WHAT YOU WILL DO.
**A.** From the passage on stalking, list every stalking behavior given in its bulleted list.
**B.** Write the next part of the passage on stalking, picking up after its final sentence.

PROVIDED PASSAGE.
==============================

Stalking is a pattern of watching or contacting that causes the person being stalked to feel afraid. Criminal definitions vary from state to state, and you can check your state’s stalking law here.

Stalking behaviors can include:[2][3]

  • Following someone or showing up wherever that person happens to be
  • Repeatedly contacting someone, often by phone, e-mail, or text message
  • Making threats of violence against someone
  • Posting or sharing information about someone via the Internet or by word of mouth
  • Tracking someone’s activities using hidden cameras or GPS

A combination of these behaviors can make victims afraid for their privacy, safety, and even their life.


In an ever more electronically connected world, stalkers frequently take advantage of digital technology to go after their victims. According to a Bureau of Justice Statistics report, one in four victims of stalking was targeted electronically—through e-mail or instant message.[2] In addition to excessive texting, e-mailing, and messaging, stalkers often use the GPS capability in their victim’s cell phone or car to track their location. Small cameras and microphones, often marketed as “nanny-cams,” are easily available and affordable, some stalkers use these devices to watch or listen to a person without their knowledge.

How does stalking fit with other types of physical or sexual violence?

To make matters worse, sometimes stalking is also a warning of more violent behavior to come. In a 2002 study, 68% of cases showed that stalking preceded murder or attempted murder.[4] Many women who have been stalked by a romantic partner also report being sexually abused by that person as well.[5]

What to Do if You Are Being Stalked?

Document everything. It may be tempting to throw away unwanted letters or gifts, but if you later decide to pursue a criminal complaint, you will need that evidence of the stalking behavior. Keep any voicemails, e-mails, and text messages you receive from the stalker. It’s one thing to say that someone has been calling you ten times per day for the last two weeks; it’s another to have those 140 voicemail messages for a law enforcement officer to listen to.

==============================

DATASET ROWS.
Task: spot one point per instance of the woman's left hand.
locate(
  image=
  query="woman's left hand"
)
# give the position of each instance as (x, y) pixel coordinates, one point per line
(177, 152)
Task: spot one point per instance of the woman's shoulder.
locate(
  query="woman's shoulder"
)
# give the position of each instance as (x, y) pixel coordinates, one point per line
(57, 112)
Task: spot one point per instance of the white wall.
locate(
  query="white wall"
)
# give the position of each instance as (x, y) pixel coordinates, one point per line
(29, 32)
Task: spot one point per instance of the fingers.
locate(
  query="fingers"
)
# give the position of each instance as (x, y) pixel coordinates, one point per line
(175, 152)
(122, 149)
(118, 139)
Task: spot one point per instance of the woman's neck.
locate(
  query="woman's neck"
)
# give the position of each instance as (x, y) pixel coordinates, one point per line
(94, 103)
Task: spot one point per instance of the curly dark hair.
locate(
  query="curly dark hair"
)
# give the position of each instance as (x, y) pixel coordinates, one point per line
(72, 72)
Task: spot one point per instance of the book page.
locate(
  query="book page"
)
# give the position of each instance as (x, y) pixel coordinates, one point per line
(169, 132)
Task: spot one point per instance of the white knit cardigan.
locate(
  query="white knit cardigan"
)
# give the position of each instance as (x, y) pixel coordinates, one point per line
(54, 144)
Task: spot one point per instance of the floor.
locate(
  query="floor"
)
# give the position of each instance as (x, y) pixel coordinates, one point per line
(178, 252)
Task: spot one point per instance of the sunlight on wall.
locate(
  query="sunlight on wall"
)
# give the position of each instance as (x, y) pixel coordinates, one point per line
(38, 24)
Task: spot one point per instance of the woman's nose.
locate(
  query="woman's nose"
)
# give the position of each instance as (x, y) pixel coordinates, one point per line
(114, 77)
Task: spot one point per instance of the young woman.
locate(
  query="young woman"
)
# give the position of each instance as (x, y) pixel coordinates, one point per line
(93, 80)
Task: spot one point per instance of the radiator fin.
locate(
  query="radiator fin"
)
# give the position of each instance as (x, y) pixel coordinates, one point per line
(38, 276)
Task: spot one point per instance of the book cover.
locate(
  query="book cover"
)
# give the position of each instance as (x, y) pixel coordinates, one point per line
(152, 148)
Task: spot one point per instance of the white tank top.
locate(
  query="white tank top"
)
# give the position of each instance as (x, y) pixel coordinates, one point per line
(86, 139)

==============================

OUTPUTS.
**A.**
- Following someone or showing up wherever that person happens to be
- Repeatedly contacting someone, often by phone, e-mail, or text message
- Making threats of violence against someone
- Posting or sharing information about someone via the Internet or by word of mouth
- Tracking someone's activities using hidden cameras or GPS

**B.**
Software is available that is designed to remotely delete e-mails and text messages after they have been received. Using one of these programs, a stalker could send you threatening messages and then make them vanish.[6] If you notice messages randomly disappearing from your inbox, take a screen capture before you close the program or the app.[7]

If you feel as though your safety is at risk, contact the police and an advocate at your local domestic violence program.[8] If you think someone is monitoring your phone calls, use a friend’s phone to call. The advocate can help you create an individual safety plan and get a protective order. A protective order is a court issued document that tells the person stalking you they are not allowed to contact you. These can be very useful, but are not failsafe. A protective order is a piece of paper, and if the person stalking you tries to kill you, a piece of paper won’t save your life.

Remember—stalking is never the victim’s fault, and every single person has the right to feel safe.

National Domestic Violence Hotline

1-800-799-SAFE (7233)

1-800-787-3224 (TTY)


Stalking Resource Center


All articles on our website have been approved by Dr. Diana Zuckerman and other senior staff.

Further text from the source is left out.